ACTIVITY 1:
Answer these questions about the supplement timing article:
(a) What are the four times of day when the author says supplements should be taken?
(b) Which three branched chain amino acids does the article name?
(c) According to the article, what two effects of caffeine help burn fat?
ACTIVITY 2:
Carry on the supplement timing article from its final sentence, keeping the same voice.

EXTRACT:
This is a follow-up to the Nutrient Timing article that I wrote a while ago. Once you have your diet in tune the next step is to add the correct supplementation at the correct times for optimal results.
The types of supplements will vary based on your goals, but I will do my best to hit most of them here. The basics are a multi-vitamin, omega-3, and protein powder. Some more advanced supplements are pre and post workout, digestive enzymes and probiotics, hormone manipulators, and a joint supplement. Every product out there has specific directions related to when you should consume the supplement. In my opinion though, there are only four times of day when you should take your supplements. The times are in the morning with breakfast, pre-workout, post-workout, and before bed.
First thing in the morning, before you do anything else, you should be doing two things. The first is downing a bunch of water. You haven’t had anything to drink in 8 hours (hopefully) and your body is mildly dehydrated. Don’t skip this one. The second thing you should be doing is downing your morning shake. This shake will be your breakfast, and with your breakfast you will take your first round of supplementation. This time of day is best for your multivitamin, joint complex, omega-3, and enzymes/probiotics. These types of products usually need to be taken with a meal, or work best when taken with food. And since they are loaded with vitamins, minerals, and healthy fats, they will help you make the most out of your day.
Before your workout you should get some amino acids, fast digesting carbs, and if need be, some energy supplement. The branched chain amino acids leucine, valine, and isoleucine are essential to muscle building and should be consumed before any strenuous workout. Glutamine, arginine, and taurine, also amino acids, have added benefits like getting the “pump” during your workout, boosting growth hormone, and energy metabolism. Creatine, while not an amino acid, is usually lumped in with this group. It is also beneficial to energy metabolism.
Caffeine, while not essential, can be very useful during exercise. It can help you get the most out of your session, while also freeing fat from storage and raising body temperature to burn fat.

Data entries

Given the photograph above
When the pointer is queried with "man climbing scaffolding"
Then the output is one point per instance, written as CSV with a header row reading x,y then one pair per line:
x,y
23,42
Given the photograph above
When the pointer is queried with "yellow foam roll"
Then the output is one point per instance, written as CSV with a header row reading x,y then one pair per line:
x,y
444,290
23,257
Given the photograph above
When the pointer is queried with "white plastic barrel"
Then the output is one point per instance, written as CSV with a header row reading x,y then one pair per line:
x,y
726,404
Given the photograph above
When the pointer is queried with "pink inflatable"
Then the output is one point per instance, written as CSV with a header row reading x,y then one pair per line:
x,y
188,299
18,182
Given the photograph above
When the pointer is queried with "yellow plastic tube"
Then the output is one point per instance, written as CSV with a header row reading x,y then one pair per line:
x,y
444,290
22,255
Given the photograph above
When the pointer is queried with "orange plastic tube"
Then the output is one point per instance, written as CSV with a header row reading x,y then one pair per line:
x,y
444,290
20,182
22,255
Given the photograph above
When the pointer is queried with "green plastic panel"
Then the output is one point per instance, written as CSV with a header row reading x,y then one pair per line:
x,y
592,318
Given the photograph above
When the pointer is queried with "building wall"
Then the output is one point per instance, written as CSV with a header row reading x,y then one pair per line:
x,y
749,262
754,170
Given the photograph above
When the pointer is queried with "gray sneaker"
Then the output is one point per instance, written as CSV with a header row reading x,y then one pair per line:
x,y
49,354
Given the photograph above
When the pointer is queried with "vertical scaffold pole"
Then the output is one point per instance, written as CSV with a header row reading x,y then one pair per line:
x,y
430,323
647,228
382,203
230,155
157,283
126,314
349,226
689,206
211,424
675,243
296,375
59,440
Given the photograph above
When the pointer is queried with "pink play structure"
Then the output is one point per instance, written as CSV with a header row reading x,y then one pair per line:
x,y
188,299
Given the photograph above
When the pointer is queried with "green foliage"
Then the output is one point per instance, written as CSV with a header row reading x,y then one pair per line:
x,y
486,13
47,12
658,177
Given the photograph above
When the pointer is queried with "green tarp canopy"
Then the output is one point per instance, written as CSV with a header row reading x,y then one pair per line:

YOUR RESPONSE 1:
(a) In the morning with breakfast, pre-workout, post-workout, and before bed.
(b) Leucine, valine, and isoleucine.
(c) It frees fat from storage and raises body temperature.

YOUR RESPONSE 2:
Lastly, fast-digesting carbs are important before any hard workout. They help give you a little quick energy that can be burned off during exercise.
Pre-workout is also the time for any testosterone or growth hormone boosters, insulin regulators, and estrogen suppressors.
Immediately following your workout you need to get some amino acids and fast digesting carbohydrates. The amino’s will help repair muscle cells and the carbs will replenish energy lost during exercise.
You can also have creatine, glutamine, and arginine post-workout, as they can be beneficial during this time.
Make sure you get all nutrients within 30 minutes post-workout.
Right before you hit the sack for hopefully 8 hours there are some supplements that can be beneficial to your training.
First make sure that you stock up on some form of protein or amino acids in order to stave off the fasting process that takes place while you sleep. Hemp, pea, brown rice, or a combo protein is a great option or a BCAA cocktail. Just make sure you’re getting the protein without any carbs. Too many carbs at night can be stimulating.
A fat source at night is also important in regulating hormones and slowing the digestion of protein. Mixing some flax, hemp, or coconut oil in your shake can accomplish this.
Supplementation can be very beneficial in achieving next level results, but only if your diet is in check first. Supplements are not a solution to a problem, but a training aid, so do not use them as a crutch. Fit all your pills and powders in these four times and use as directed. Don’t just wish for the best.